**STATED TASK**
Copy out the lines below, starting at the first line and ending at the line that contains "x=892 y=619", with both included. Omit the pictures from your copy.

**LISTING**
━━━━
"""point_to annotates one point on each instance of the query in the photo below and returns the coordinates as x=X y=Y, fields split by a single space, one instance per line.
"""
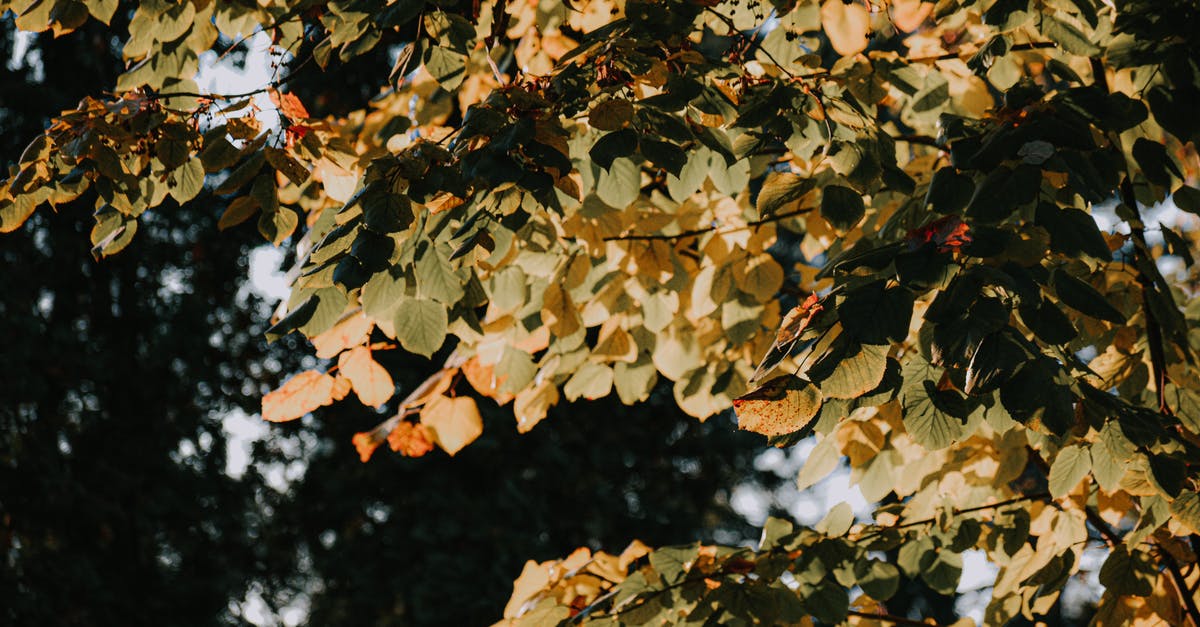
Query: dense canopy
x=952 y=242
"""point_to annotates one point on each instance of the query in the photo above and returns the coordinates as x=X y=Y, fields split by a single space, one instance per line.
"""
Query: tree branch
x=694 y=232
x=1143 y=257
x=1189 y=602
x=1037 y=496
x=892 y=619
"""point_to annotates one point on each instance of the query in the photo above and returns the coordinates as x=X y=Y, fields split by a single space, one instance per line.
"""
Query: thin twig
x=1038 y=496
x=889 y=617
x=694 y=232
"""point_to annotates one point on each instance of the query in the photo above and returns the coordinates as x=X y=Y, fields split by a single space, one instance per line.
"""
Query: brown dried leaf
x=301 y=394
x=411 y=440
x=783 y=405
x=347 y=333
x=371 y=382
x=455 y=422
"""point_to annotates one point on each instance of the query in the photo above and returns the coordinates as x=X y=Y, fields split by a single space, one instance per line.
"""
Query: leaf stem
x=889 y=617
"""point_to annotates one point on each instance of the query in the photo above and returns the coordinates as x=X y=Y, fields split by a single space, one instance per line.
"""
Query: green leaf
x=1072 y=232
x=635 y=381
x=382 y=293
x=1038 y=392
x=591 y=381
x=841 y=207
x=613 y=145
x=276 y=226
x=113 y=231
x=879 y=579
x=420 y=324
x=1047 y=321
x=1002 y=191
x=780 y=189
x=1187 y=198
x=875 y=314
x=820 y=463
x=664 y=155
x=928 y=416
x=294 y=320
x=189 y=180
x=1155 y=162
x=837 y=521
x=1186 y=508
x=330 y=306
x=1167 y=475
x=1110 y=455
x=1128 y=573
x=1069 y=37
x=436 y=278
x=949 y=191
x=945 y=572
x=619 y=185
x=447 y=66
x=1071 y=465
x=1084 y=298
x=855 y=372
x=828 y=602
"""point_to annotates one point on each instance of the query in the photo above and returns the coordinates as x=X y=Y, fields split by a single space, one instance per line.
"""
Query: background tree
x=120 y=503
x=588 y=197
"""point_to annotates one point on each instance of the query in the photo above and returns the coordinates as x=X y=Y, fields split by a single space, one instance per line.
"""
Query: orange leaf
x=949 y=233
x=910 y=15
x=485 y=381
x=341 y=387
x=289 y=106
x=348 y=332
x=301 y=394
x=783 y=405
x=365 y=442
x=411 y=440
x=371 y=382
x=455 y=422
x=846 y=24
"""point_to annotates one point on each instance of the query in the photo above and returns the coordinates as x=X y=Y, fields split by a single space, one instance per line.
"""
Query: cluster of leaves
x=573 y=199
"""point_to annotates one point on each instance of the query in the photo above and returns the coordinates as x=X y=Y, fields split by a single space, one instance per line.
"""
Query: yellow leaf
x=484 y=378
x=341 y=387
x=910 y=15
x=348 y=332
x=780 y=406
x=301 y=394
x=846 y=25
x=558 y=311
x=371 y=382
x=533 y=579
x=532 y=404
x=455 y=422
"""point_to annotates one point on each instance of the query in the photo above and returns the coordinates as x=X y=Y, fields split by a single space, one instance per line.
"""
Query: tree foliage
x=870 y=222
━━━━
**WORKED ANSWER**
"""point_to annotates one point on each instance of the query in the photo below and returns the coordinates as x=X y=Y, fields split by a single space, one instance per line.
"""
Query: dense canopy
x=952 y=242
"""point_to annotates one point on each instance of the query in the photo above and returns the coordinates as x=X y=Y, fields split by a single space, one instance per line.
"""
Query: tree branch
x=694 y=232
x=1143 y=257
x=1189 y=602
x=1037 y=496
x=892 y=619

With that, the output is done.